- Objetivo do exercício -
Extraia na íntegra o texto sobre o álbum No Tempo da Intolerância, sem alterar nenhuma palavra.

- Texto fornecido -

O que não era possível prever é que o melhor da Elza do século 21 estaria guardado para o álbum No Tempo da Intolerância (Deckdisc), que chega às plataformas digitais nesta sexta-feira, 23 de junho, um ano e meio após da morte da cantora, no dia em que ela completaria 93 anos.

Gravado em 2021, o álbum traz dez canções inéditas - oito delas levam a assinatura Elza. É carioca, black music e suingado, características que marcaram a trajetória da cantora. Nas letras, testemunhos do que viu e viveu.

A cantora Elza Soares em foto de divulgação do álbum 'No Tempo da Intolerância' Foto: Daryan Dorneles

Quando Elza pode falar para Elza, as bandeiras que ela empunhou mais ostensivamente nos últimos anos ganharam ainda mais legitimidade. A sonoridade, novamente deslocada do peso do toque paulista dos últimos trabalhos para o universo carioca, é como uma nova revolução da cantora. Parece tudo novo de novo.

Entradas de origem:

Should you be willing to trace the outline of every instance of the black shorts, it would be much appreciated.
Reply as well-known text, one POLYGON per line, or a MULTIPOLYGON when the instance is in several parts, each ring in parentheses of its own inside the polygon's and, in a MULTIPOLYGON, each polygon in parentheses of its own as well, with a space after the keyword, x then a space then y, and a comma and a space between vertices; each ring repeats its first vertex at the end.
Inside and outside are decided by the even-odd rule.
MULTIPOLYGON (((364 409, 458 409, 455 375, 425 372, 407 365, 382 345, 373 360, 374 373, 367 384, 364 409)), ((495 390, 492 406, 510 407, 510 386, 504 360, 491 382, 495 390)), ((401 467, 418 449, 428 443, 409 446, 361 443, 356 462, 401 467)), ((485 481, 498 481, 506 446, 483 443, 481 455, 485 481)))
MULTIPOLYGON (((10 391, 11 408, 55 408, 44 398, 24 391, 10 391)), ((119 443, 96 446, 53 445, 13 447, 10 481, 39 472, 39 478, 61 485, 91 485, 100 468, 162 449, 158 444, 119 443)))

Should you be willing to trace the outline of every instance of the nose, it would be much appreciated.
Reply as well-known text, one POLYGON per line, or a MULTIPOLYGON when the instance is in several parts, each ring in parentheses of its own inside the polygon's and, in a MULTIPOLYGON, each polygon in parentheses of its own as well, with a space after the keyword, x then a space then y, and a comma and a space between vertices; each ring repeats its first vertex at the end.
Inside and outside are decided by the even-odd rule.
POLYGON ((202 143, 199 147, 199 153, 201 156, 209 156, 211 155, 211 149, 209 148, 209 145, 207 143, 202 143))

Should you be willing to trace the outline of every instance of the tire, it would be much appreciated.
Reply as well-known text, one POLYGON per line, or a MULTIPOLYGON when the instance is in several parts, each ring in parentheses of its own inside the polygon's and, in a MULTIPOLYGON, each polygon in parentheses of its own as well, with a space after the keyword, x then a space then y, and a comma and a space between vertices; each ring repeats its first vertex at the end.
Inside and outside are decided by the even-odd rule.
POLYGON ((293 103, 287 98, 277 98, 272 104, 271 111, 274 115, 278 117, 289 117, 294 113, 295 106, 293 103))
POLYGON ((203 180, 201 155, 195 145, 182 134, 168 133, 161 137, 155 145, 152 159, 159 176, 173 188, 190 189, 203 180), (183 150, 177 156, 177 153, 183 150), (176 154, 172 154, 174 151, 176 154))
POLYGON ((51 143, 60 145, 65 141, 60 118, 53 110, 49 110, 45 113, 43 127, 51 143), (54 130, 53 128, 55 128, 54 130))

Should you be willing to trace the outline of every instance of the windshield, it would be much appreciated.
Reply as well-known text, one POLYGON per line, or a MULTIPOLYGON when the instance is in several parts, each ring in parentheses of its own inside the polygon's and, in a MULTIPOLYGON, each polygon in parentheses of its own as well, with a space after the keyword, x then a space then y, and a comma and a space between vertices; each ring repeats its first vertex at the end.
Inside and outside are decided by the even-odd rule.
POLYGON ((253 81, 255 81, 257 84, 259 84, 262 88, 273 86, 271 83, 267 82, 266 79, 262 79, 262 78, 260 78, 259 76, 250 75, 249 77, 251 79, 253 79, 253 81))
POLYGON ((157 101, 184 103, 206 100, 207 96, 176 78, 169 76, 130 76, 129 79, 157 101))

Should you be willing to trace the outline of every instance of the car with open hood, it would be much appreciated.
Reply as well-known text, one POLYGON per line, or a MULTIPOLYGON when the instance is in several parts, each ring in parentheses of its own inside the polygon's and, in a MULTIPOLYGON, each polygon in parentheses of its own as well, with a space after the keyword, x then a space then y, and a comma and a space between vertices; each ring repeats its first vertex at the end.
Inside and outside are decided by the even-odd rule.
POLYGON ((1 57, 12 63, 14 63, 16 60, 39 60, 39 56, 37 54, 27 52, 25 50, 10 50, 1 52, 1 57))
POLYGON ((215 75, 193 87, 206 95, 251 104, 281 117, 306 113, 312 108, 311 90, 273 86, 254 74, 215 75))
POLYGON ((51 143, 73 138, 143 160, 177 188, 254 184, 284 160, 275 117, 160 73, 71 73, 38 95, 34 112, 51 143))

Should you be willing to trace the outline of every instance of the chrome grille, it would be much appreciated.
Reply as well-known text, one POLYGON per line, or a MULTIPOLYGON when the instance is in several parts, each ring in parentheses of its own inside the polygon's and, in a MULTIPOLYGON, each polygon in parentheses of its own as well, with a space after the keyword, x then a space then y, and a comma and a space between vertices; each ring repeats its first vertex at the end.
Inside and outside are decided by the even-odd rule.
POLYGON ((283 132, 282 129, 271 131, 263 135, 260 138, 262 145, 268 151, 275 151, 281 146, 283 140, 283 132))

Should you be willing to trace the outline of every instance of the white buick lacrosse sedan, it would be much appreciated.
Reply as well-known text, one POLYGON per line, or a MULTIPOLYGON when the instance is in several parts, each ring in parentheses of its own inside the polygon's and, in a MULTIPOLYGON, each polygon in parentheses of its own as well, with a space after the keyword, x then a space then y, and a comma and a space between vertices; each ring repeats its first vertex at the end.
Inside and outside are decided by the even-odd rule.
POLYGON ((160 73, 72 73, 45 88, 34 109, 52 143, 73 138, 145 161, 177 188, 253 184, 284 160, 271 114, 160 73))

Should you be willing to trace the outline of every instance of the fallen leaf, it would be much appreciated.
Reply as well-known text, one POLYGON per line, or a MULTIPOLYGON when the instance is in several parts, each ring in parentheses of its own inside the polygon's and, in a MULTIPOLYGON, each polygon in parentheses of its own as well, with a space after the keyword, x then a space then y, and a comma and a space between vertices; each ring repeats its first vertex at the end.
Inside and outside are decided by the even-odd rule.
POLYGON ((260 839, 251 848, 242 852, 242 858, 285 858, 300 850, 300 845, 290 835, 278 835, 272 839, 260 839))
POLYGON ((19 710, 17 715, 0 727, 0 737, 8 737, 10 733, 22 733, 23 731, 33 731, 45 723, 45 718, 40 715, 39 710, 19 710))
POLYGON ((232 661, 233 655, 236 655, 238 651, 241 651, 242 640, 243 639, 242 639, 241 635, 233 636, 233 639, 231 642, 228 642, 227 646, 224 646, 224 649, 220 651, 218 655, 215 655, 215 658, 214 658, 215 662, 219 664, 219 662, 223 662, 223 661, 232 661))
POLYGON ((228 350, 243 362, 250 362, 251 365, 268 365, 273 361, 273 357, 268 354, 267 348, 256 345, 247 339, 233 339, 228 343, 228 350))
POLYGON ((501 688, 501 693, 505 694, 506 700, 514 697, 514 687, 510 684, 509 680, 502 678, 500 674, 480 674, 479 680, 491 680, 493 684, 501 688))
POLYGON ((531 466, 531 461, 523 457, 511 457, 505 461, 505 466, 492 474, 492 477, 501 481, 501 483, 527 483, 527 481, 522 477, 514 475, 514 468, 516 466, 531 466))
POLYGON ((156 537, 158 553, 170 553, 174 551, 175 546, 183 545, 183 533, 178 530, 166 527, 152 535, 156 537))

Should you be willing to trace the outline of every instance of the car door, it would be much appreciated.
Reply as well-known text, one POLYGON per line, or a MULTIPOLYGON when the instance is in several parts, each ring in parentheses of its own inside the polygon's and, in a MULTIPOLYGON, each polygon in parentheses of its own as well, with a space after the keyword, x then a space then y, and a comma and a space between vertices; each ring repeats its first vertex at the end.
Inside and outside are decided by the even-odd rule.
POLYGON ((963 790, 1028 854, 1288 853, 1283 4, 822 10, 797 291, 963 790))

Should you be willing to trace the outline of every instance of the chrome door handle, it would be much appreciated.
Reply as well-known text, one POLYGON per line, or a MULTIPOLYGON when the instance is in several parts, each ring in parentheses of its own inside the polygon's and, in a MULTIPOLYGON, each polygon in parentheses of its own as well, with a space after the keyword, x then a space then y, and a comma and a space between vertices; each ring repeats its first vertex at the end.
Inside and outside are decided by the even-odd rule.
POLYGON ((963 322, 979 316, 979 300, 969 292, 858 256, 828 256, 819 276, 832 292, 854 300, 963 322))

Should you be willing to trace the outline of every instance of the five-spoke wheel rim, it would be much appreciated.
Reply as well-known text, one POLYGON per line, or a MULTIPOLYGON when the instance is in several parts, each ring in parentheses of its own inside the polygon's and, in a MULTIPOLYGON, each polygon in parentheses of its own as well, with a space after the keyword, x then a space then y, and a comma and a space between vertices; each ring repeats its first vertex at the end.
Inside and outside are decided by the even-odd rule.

- Quadro de resposta -
O que não era possível prever é que o melhor da Elza do século 21 estaria guardado para o álbum No Tempo da Intolerância (Deckdisc), que chega às plataformas digitais nesta sexta-feira, 23 de junho, um ano e meio após da morte da cantora, no dia em que ela completaria 93 anos.

Gravado em 2021, o álbum traz dez canções inéditas - oito delas levam a assinatura Elza. É carioca, black music e suingado, características que marcaram a trajetória da cantora. Nas letras, testemunhos do que viu e viveu.

A cantora Elza Soares em foto de divulgação do álbum 'No Tempo da Intolerância' Foto: Daryan Dorneles

Quando Elza pode falar para Elza, as bandeiras que ela empunhou mais ostensivamente nos últimos anos ganharam ainda mais legitimidade. A sonoridade, novamente deslocada do peso do toque paulista dos últimos trabalhos para o universo carioca, é como uma nova revolução da cantora. Parece tudo novo de novo.